(EXCERPTED PASSAGE):
[Begin]
Being unfamiliar with the area, she pulled into a parking lot with “a lot of lights *** and *** a
lot of cars” in order to call Patsey for directions. While on the phone, Bugasch stepped out of
her car to read the sign on the building where she had parked to relay that information to Patsey.
When returning to her car, a large man wearing dark clothing and a stocking cap approached her
from behind, grabbed her cell phone, demanded her keys, and told her to get in the car. Bugasch
resisted and started to scream. The man pushed her to the ground, at which point she stood up
and ran into the building for help. The club’s manager, Helen Riggenbach, testified that she
immediately called police and scanned the club’s security cameras to determine if the attack had
been captured on tape, which it had.
{¶15} Officer William Aey testified that police were searching a nearby low-income
apartment complex when they saw Johnson standing in the hallway of the apartment complex.
Police apprehended another suspect, however, that they thought matched the description issued
on the police radio. When officers brought Bugasch over to the neighborhood to identify the
suspect, she indicated that he was not the man who had attacked her because he was too thin and
had on a different colored jacket. Officer Aey returned to the Platinum Horse to view the video
recording himself and radioed out an updated description of the suspect to officers searching the
area. He headed back to the same neighborhood and saw Johnson again, still standing in the
hallway. Having recently viewed the suspect in the video, Officer Aey realized that Johnson
matched the size and look of Bugasch’s attacker, so he detained Johnson while Detective
McMillan drove Bugasch back to the area for purposes of identification. Once Bugasch
8
positively identified Johnson, police retrieved two cell phones from his coat pockets when they
searched him, one of which was Bugasch’s.
{¶16} Bugasch testified she and Johnson were “face to face” at times during the attack
and that upon seeing Johnson approximately forty minutes later, she was “a hundred percent”
certain that he was the man who attacked her and took her phone.
{¶17} The State introduced the club’s security video that had captured the attack and
played it for the jury several times as different witnesses testified. Detective McMillan
recounted the same testimony that he offered at the suppression hearing, but further noted that
when he watched the security footage at the scene, he was able to determine that the suspect’s
coat had a “distinct pattern” of stitching on it and that he was wearing a dark-colored stocking
cap. Detective McMillan testified that when the police stopped Johnson, he was wearing the
exact same coat as the attacker in the video and a navy blue stocking cap, both of which were
admitted into evidence at trial.
{¶18} Despite Johnson’s assertions that Bugasch was unable to provide any specific
details about the features of her attacker and viewed him for only seconds, the record reveals that
she was in close proximity to Johnson for nearly half of the twenty-five second attack.
[End]
Write out the robbery testimony passage above word for word, from "When returning to" up to and including "which it had.".

(RECORDS SUPPLIED):
[Begin]
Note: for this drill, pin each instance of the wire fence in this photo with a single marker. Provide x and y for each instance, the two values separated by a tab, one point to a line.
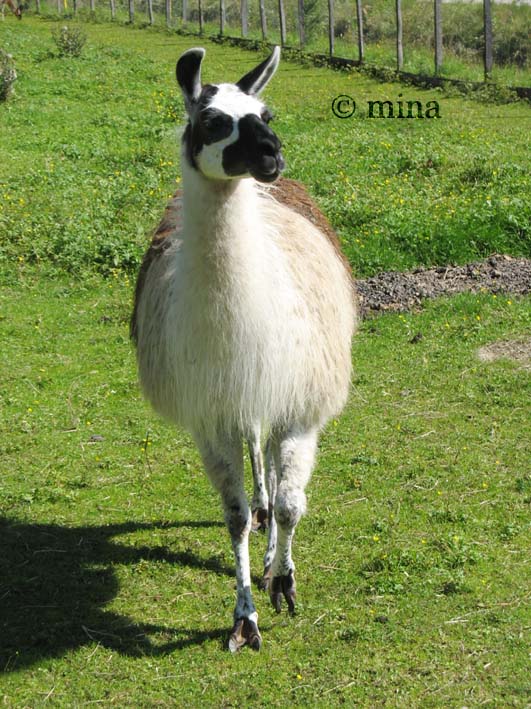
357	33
[End]
[Begin]
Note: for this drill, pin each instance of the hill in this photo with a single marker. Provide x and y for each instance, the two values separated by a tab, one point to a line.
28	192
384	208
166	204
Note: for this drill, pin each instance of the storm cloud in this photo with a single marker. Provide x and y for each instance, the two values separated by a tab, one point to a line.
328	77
[End]
(ANSWER TO THE PROBLEM):
When returning to her car, a large man wearing dark clothing and a stocking cap approached her
from behind, grabbed her cell phone, demanded her keys, and told her to get in the car. Bugasch
resisted and started to scream. The man pushed her to the ground, at which point she stood up
and ran into the building for help. The club’s manager, Helen Riggenbach, testified that she
immediately called police and scanned the club’s security cameras to determine if the attack had
been captured on tape, which it had.